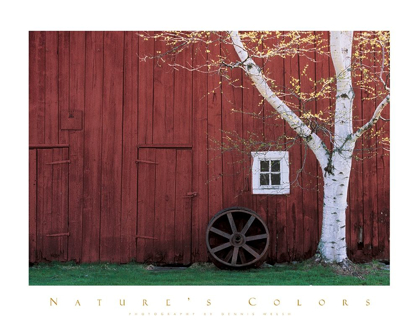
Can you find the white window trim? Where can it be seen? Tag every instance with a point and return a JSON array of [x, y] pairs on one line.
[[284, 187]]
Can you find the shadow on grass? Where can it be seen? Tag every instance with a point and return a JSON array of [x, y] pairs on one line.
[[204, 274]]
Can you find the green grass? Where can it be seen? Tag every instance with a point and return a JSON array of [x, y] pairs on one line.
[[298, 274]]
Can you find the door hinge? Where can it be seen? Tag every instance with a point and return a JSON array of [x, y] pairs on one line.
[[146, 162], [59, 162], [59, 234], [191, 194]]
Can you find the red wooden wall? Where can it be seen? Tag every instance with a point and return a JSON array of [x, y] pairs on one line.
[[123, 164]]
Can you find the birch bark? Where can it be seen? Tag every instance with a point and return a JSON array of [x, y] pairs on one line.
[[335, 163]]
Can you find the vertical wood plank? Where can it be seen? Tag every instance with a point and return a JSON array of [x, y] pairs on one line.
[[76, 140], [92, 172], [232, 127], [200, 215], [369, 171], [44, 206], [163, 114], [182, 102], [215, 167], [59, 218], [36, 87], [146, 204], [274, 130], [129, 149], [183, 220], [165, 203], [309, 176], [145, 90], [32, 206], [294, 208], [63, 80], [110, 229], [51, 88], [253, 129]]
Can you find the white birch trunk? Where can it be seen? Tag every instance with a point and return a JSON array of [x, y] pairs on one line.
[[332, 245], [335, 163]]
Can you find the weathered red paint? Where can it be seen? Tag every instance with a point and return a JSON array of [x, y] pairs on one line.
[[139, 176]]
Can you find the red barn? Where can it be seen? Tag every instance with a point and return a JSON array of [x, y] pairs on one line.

········

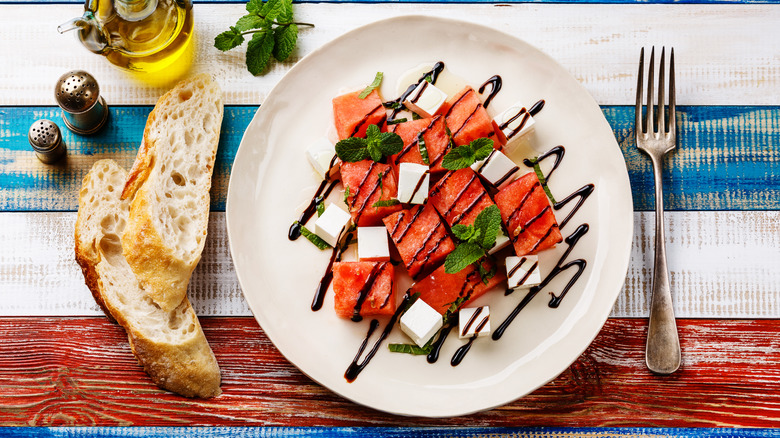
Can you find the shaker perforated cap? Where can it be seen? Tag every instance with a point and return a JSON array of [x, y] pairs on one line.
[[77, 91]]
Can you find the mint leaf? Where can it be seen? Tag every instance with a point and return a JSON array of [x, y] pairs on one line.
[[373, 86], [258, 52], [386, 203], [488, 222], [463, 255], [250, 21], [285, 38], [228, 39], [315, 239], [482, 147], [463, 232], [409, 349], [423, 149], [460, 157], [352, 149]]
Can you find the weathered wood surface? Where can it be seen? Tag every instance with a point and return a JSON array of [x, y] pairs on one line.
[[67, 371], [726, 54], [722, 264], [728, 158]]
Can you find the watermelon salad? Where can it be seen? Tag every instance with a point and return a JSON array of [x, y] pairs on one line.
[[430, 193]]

········

**Exercise directions:**
Using the listing above, copy exactly the line that contains "Can you find the white birch", the line that contains "Can you find the red barn?", and each line that falls between them.

**Response to the task:**
Can you find the white birch trunk? Where can it be seen? Tag every instance with a point and return a JSON array of [x, y] pairs on one line.
[[332, 245], [335, 163]]
Can you find the weathered red paint? Where can it be seen? Tag every instance with a point and return a JSON array of [x, y] pairs on one line.
[[139, 176]]
Can you find the red barn? Where can it be seen? Tag every instance with a point and return a JSON array of [x, y] pairs on one line.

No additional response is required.